◆ **DOKUMENT**
*-*-*

Das alles, weil eine kleine, aber sehr laute, mobile und durchsetzungsfähige Gruppe durchaus verständlich ihr Recht auf uneingeschränkte Nutzung des eigenen Einkommens und Vermögens einfordert, aber sich wenig darum kümmert und dazu beiträgt, dass andere Menschen mit Behinderung die Chance bekommen, auf ihr gesellschaftliches Niveau aufzuschließen. Wer anderen Menschen Solidarität verweigert, sollte sie nicht für sich selbst einfordern!
Eine Behinderung macht aus Menschen keine besseren Menschen. In der heutigen Zeit kommt man scheinbar nur noch mit einem ausgeprägten Egoismus voran. Dennoch erwarte ich von Menschen mit Behinderung, dass sie nicht dieselben Fehler begehen wie die Menschen ohne Behinderung. Wir kennen die Lebenswelten der Menschen am unteren Ende der Skala oder können sie wenigstens besser einschätzen als die Nichtbehinderten. Gleichwohl versuchen wir, unsere Interessen zuerst durchzusetzen. Für mich ist das kein solidarisches Verhalten.
Mir wurde mal ins Stammbuch geschrieben:
"Wer nicht sagt, was er will, muss nehmen was er kriegt."

*-*-*

◆ **GESPEICHERTE DATEN**
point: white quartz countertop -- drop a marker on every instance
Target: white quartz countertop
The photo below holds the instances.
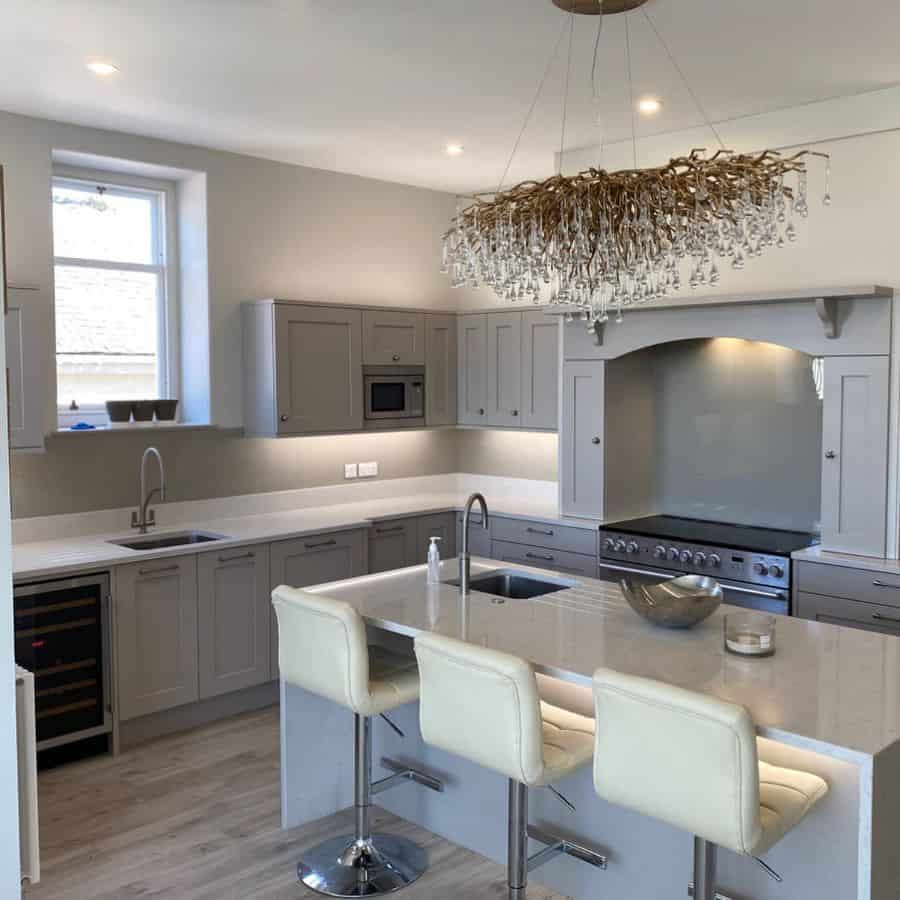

*-*-*

◆ **ZIEL**
Setze den Text über Solidarität unter Menschen mit Behinderung im Anschluss an das zitierte Sprichwort fort. Die Auflistung ist eigenständiges Material und vom Text über Solidarität unter Menschen mit Behinderung getrennt zu betrachten.

◆ **ERWARTETE ANTWORT**
Wenn wir Menschen mit Behinderung uns das Fordern abtrainieren, nur weil andere für ihr Thema Vorfahrt beanspruchen und uns dabei noch einreden, wir hätten eh keine Chance, dann sind wir selbst schuld. Die Früchte der Behindertenrechtskonvention sind für alle da. Was ist so verwerflich an der Vision, dass sich alle Menschen mit Behinderungen hinter einem Speer versammeln und damit den gesammelten Forderungen den nötigen Nachdruck verschaffen? Dann kommen wir am Ende alle zusammen über die Ziellinie. Lassen wir jedoch zu, dass Partikularinteressen nach Lautstärke oder gesellschaftlichen Rangfolgen bedient werden, dann werden die Positionen der nachrangigen Gruppen wesentlich geschwächt.
Von Visionen zu träumen ist schön. Zurück in der Realität muss man dann erkennen, dass auch Menschen mit Behinderung eben Menschen sind, auch mit Schwächen. Diese Schwächen werden von den Regierenden gnadenlos ausgenutzt.
Abschließend noch ein Hinweis auf die Juli-Kolumne von Harald Reutershahn in den kobinet-Nachrichten: "Vielen Dank für Garnichts", in der die Sozialpolitik in der Vergangenheit sehr gut beschrieben wurde.